:: Passage provided ::

######

Wednesday 30 September 2009

Corner View-White


My new studio. Though it could have been any room in any house I ever live in. Can only live with white.

Tuesday 29 September 2009

My Van Gogh Moment.


Photograph by Salva

Lately I've been pushing myself forward a little. I applied for two grants. One was quiet affair offered by the region of Castilla y León (of which Valladolid is the capital). I was one of 5 applicants and I left this painting, an artist CV, portfolio, artist statement and proposal for the next year.

The other was a bigger deal. I found out about it the night before. I spent the evening with Salva finishing a painting and re-writing the artist's statement. This foundation's art grants are huge and many, but I'd never even heard of it so I went out there feeling great. Anyway. I walked into this super modern place, past an awesome mixed-media exhibition, accompanied by security guards to the first floor where I walked past a room full of applicant artworks, some of which were facing me and were enormous (I know size shouldn't matter but I got a pretty bad case of wall-space envy). My piece is 75cmx100cm. Modest.




When I walked in there I gripped on to my painting a little tighter. The secretary had to pry it out of hands to prop it up against the wall and give it a number. "Ay que bonito!" She exclaimed. "Are you taking the piss?"* I thought.

Anyway. I filled out the forms and left it there, but before turning away I noticed another mother (eer artist) with a similar doubt-filled expression. Then I looked at the photograph she was handing over, and it was really. really. good. She will probably win.

What was weirdest about my encounter with her was that she was about my height, weight and colouring with hair that was all electric and pinned everywhere and it was like looking at myself from behind. Then, to make things stranger, I went downstairs to find who I thought was Salva looking at the exhibition and almost put my hand in the back pocket of another tall, broad shouldered, olive-skinned man with a black T-shirt and a shaved head. I kid you not. We were multiplying.

So during the drive home and the thoughts about leaving my poor painting with all those big mean paintings that are probably picking on it right now, I also thought about that other girl,her sideways glances and her really really good photograph and then I reflected:

If I were to wait until I thought my art was really good and original before asking for a grant, I may be waiting a very long time, or end up cutting my ear off, or something. So I'm not waiting anymore.










*This is an Australianism, I think.

Thursday 24 September 2009

Must learn to see crumbs...

######

:: Data excerpt ::

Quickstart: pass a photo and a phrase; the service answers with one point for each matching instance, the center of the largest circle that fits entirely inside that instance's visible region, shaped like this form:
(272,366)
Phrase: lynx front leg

######

:: Complete the following ::
1. According to the blog post, what are the dimensions of the painting the writer brought to the foundation?
2. From the blog post, extract the stretch from "Photograph by Salva" through "the next year.".
3. Continue the blog post from where it stops.

:: Responses by task ::
1. 75cm x 100cm.

2.
Photograph by Salva

Lately I've been pushing myself forward a little. I applied for two grants. One was quiet affair offered by the region of Castilla y León (of which Valladolid is the capital). I was one of 5 applicants and I left this painting, an artist CV, portfolio, artist statement and proposal for the next year.

3.
The New Year always used to come in summer, as I am a southern hemisphere person. After what is now years of being a bi-hemispherical being, I'm confused enough to think that the year is beginning now, at the end of summer.*

It is, in a way. The academic year is starting now, so people are planning their year, committing to classes and routines. That's what we are doing, and that's what this post is about. It's a public declaration of the resolutions we've made/are making, and as so often happens, I'm using this blog as a slate in which to write this resolution testimony.

We came back from Italy/Morocco with all the best of intentions and highest of energies to spring (autumn)-clean our Valladolid living. For a lot of aspects, this simply means living like "real" "crumb-seeing" people. Let me explain.



Eating better. Though we are always good cooks (and eaters) this is about cooking twice a day, eating breakfast (which I never did) and eating a balanced variety of cereals and vegetables... etc.
Organic and local where possible. I'm getting into this. I've always bought organic where it's been readily available, like Melbourne. Now, there is less available I am have to seek it out with my keen sense of smell and bring the annoying question-asking Melbourne dweller to Spain.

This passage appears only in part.